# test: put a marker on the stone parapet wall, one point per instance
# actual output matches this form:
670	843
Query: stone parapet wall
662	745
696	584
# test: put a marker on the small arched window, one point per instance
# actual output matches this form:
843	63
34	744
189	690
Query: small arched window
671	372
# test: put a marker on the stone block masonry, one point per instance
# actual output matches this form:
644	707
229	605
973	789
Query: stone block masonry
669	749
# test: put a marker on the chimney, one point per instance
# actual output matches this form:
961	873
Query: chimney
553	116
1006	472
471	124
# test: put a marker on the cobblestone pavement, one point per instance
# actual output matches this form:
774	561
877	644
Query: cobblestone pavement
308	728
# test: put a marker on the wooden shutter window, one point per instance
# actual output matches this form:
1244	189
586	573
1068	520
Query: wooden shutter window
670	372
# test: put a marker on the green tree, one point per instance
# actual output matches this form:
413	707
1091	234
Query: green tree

### Task objective
Go through the material line by line and state how many lines hold "green", with no other words.

### Solution for this problem
2